[[ Stored data, beginning ]]

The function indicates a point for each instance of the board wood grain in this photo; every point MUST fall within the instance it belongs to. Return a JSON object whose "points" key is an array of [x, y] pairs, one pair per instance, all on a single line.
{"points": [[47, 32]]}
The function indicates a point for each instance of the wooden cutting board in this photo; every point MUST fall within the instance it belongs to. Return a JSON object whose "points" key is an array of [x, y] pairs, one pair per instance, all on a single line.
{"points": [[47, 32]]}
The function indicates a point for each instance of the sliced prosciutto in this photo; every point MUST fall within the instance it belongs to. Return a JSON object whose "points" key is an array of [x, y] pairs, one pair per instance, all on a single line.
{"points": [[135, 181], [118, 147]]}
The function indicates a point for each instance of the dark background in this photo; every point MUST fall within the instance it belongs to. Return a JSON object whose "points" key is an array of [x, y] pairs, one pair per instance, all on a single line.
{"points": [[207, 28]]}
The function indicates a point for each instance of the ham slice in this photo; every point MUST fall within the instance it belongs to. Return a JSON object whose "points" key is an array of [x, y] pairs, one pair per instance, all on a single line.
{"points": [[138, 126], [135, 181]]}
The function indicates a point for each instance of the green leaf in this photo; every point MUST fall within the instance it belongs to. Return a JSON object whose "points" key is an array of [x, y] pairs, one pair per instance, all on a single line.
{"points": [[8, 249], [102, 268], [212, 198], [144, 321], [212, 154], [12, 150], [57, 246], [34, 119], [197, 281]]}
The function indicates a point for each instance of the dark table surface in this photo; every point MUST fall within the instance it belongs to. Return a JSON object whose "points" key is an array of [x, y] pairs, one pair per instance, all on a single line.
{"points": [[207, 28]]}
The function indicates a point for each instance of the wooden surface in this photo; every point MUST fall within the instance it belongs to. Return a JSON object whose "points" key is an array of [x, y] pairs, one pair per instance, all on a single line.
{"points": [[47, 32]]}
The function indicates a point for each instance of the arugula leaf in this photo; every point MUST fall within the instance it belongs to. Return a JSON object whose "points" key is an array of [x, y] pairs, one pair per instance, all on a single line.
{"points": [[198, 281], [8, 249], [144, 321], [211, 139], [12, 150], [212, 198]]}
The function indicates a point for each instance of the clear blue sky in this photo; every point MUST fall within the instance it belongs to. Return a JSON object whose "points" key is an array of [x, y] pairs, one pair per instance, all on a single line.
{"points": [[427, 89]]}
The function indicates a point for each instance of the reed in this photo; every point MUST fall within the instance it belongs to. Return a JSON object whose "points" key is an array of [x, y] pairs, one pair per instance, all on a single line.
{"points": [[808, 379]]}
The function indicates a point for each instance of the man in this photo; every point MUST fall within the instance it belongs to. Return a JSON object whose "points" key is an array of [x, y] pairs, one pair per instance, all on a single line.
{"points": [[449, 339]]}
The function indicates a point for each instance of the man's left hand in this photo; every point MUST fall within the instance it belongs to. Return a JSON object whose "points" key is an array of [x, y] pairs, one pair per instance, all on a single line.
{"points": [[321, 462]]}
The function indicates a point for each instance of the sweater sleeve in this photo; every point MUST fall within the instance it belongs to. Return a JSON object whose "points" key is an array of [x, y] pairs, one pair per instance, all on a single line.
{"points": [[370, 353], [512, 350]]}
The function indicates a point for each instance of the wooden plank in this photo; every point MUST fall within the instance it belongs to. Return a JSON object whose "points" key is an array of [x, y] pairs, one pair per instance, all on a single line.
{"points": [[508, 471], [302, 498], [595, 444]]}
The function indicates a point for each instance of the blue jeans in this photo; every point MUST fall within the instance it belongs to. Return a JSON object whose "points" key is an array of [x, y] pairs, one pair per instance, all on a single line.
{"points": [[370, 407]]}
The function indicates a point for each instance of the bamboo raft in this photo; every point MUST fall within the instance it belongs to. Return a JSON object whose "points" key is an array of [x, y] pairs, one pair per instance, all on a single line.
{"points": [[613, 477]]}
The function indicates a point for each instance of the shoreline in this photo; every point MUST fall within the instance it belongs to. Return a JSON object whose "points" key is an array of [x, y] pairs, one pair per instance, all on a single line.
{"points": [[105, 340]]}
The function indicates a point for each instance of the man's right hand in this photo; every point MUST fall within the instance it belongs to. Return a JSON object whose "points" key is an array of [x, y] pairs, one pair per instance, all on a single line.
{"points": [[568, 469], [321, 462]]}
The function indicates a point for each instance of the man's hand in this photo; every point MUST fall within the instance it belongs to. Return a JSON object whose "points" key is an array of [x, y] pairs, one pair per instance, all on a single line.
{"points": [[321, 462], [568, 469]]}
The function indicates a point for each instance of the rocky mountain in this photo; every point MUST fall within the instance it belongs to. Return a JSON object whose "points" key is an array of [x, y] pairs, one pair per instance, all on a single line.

[[ Stored data, end ]]

• **What is expected**:
Please copy the material above without changing a single word.

• **Exercise output**:
The function indicates a point for each instance of the board wood grain in this photo; every point MUST fall within the instance it belongs to. Return a JSON object whose "points" key is an array of [x, y] pairs, one pair per instance, all on a single line.
{"points": [[47, 32]]}
The function indicates a point for each instance of the wooden cutting board in this photo; every point MUST fall within the instance it belongs to. Return a JSON object whose "points" key is an array of [x, y] pairs, one pair per instance, all on a single line.
{"points": [[47, 32]]}
The function indicates a point for each instance of the sliced prosciutto in this photo; every point MUST fall within the instance it belongs to. Return a JSON object whose "points" key is an array of [x, y] pairs, one pair per instance, all on a single line.
{"points": [[135, 181], [118, 147]]}
The function indicates a point for each instance of the dark background in this photo; every point MUST fall within the instance it belongs to. Return a JSON object whose "points" key is an array of [x, y] pairs, one pair per instance, all on a single line.
{"points": [[207, 28]]}
The function indicates a point for each instance of the ham slice in this photo; every point MUST fall within the instance it belongs to. Return a JSON object whose "points" key is an array of [x, y] pairs, one pair per instance, all on a single line.
{"points": [[138, 126], [135, 181]]}
The function indicates a point for each instance of the green leaf in this photo; every point MUST fall within the instance it belongs to. Return a JSON object whose "points" key is an array of [x, y] pairs, one pair per instance, all on a single line.
{"points": [[8, 249], [102, 268], [212, 198], [144, 321], [212, 154], [12, 150], [57, 246], [34, 119], [197, 281]]}
The function indicates a point for each instance of the dark table surface in this photo; every point MUST fall within the instance it belongs to. Return a JSON object whose "points" key is an array of [x, y] pairs, one pair per instance, all on a single line.
{"points": [[207, 28]]}
The function indicates a point for each instance of the wooden surface in this photo; every point MUST fall within the instance it belongs to. Return a JSON object whose "points" key is an array of [x, y] pairs, one pair per instance, all on a single line.
{"points": [[47, 32]]}
The function indicates a point for each instance of the arugula leaf in this photo; every point MUST fall within the instance it belongs to. Return a JSON object whose "points" key is an array of [x, y] pairs, one pair per instance, all on a single line.
{"points": [[198, 281], [8, 249], [144, 321], [211, 139], [12, 150], [212, 198]]}
The function indicates a point for each instance of the clear blue sky in this photo; every point MUST fall within the instance it belongs to. Return a JSON object whose "points" key is an array of [x, y] pairs, one pair per instance, all on a single line.
{"points": [[427, 89]]}
The function indicates a point for each instance of the reed in this photo; every point MUST fall within the instance it belongs to. Return a JSON object whose "points" key is an array of [x, y] pairs, one pair per instance, all on a single line.
{"points": [[808, 379]]}
The function indicates a point for each instance of the man in this photo; every point MUST fall within the instance it belongs to. Return a JSON object whose "points" key is an array of [x, y] pairs, one pair per instance, all on a single line.
{"points": [[449, 339]]}
The function indicates a point for each instance of the man's left hand in this photo; every point MUST fall within the instance it belongs to. Return a JSON object whose "points" key is an array of [x, y] pairs, one pair per instance, all on a single line.
{"points": [[321, 462]]}
The function indicates a point for each instance of the sweater sleeve in this photo; every point MUST fall within the instance it belongs to. Return a JSON object whose "points" key is an array of [x, y] pairs, one pair per instance, all on a single line.
{"points": [[370, 353], [512, 350]]}
The function indicates a point for each instance of the wooden plank in this photo; every point MUST fall within the instance it belongs to. Return a JSON object whose "points" key is an array of [x, y] pairs, one pair per instance, all on a single line.
{"points": [[508, 471], [302, 498], [595, 444]]}
The function indicates a point for each instance of the blue jeans in this photo; every point MUST fall within the instance it belongs to. Return a JSON object whose "points" key is an array of [x, y] pairs, one pair per instance, all on a single line.
{"points": [[370, 407]]}
The function indicates a point for each instance of the bamboo raft in this photo; every point MUST fall within the instance it belongs to. Return a JSON object whose "points" key is an array of [x, y] pairs, one pair per instance, all on a single line.
{"points": [[613, 477]]}
The function indicates a point for each instance of the shoreline in this photo; every point MUST fall within the instance it belongs to. Return a JSON object whose "points" key is an array of [x, y] pairs, one pair per instance, all on a single line.
{"points": [[105, 340]]}
The function indicates a point for each instance of the man's right hand in this photo; every point MUST fall within the instance it belongs to. Return a JSON object whose "points" key is an array of [x, y] pairs, one pair per instance, all on a single line.
{"points": [[568, 469], [321, 462]]}
The function indicates a point for each instance of the man's hand in this photo; every point MUST fall within the instance it belongs to. Return a JSON object whose "points" key is an array of [x, y] pairs, one pair per instance, all on a single line.
{"points": [[321, 462], [568, 469]]}
The function indicates a point for each instance of the rocky mountain in this photo; every point MUST fall within the instance it belongs to. Return a JSON object whose "points" key is an array of [x, y] pairs, one pair per instance, all on a single line.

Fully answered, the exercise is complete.